> WRITTEN PROBLEM: In the records, change "ground" to "surface" from the line with "Mark the gravel" up to and including the line with "Mark the dirt". Give only those lines, with nothing else altered.

-------- SUPPLIED DATA --------

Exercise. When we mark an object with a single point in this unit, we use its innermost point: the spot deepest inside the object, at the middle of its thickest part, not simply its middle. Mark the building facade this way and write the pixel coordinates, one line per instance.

--------
-------- SUPPLIED DATA --------

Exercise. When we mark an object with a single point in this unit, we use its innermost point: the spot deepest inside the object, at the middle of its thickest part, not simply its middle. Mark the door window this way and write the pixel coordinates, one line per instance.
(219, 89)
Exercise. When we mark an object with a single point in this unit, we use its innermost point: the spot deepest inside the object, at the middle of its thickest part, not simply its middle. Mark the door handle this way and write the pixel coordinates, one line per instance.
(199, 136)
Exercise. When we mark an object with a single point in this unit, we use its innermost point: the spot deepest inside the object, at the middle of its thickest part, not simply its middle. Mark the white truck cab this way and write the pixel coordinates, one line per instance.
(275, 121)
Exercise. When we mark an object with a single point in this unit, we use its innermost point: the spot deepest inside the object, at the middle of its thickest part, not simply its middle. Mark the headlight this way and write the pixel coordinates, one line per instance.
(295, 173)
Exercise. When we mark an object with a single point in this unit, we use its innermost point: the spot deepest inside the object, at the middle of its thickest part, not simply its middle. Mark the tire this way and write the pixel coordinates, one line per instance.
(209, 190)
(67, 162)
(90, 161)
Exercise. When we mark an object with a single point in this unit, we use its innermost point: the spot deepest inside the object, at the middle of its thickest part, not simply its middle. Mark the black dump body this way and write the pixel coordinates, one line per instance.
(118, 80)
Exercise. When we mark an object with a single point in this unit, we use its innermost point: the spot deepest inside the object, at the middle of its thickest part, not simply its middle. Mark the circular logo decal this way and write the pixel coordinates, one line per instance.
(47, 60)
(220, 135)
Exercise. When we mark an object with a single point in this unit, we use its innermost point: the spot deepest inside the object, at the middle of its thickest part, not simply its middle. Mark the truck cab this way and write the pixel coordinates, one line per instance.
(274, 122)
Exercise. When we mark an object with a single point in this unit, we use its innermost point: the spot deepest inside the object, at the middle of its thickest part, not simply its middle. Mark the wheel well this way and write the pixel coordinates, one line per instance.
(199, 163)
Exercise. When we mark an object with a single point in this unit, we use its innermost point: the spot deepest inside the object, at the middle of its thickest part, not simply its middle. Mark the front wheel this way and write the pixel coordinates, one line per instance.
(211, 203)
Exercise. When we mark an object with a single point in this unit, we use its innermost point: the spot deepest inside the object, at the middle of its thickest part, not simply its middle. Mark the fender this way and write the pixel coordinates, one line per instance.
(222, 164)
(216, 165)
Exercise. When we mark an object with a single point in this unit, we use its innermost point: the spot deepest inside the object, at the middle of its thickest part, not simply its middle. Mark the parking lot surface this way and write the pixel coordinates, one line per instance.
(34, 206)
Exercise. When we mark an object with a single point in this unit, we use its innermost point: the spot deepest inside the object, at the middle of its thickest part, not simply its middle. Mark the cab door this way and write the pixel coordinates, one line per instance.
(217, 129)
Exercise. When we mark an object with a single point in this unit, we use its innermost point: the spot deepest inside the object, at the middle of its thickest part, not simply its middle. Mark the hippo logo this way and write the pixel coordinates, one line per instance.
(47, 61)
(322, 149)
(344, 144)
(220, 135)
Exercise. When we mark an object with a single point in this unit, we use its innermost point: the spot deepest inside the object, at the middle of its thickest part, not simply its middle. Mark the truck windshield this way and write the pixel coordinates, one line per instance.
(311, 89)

--------
-------- SUPPLIED DATA --------

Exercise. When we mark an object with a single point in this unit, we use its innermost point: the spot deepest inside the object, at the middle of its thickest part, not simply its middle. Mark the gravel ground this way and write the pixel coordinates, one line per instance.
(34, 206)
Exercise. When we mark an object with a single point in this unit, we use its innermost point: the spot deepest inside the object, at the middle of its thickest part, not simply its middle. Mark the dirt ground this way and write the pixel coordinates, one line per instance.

--------

> EXPECTED ANSWER:
Exercise. When we mark an object with a single point in this unit, we use its innermost point: the spot deepest inside the object, at the middle of its thickest part, not simply its middle. Mark the gravel surface this way and write the pixel coordinates, one line per instance.
(34, 206)
Exercise. When we mark an object with a single point in this unit, we use its innermost point: the spot deepest inside the object, at the middle of its thickest part, not simply its middle. Mark the dirt surface this way and write the pixel coordinates, one line per instance.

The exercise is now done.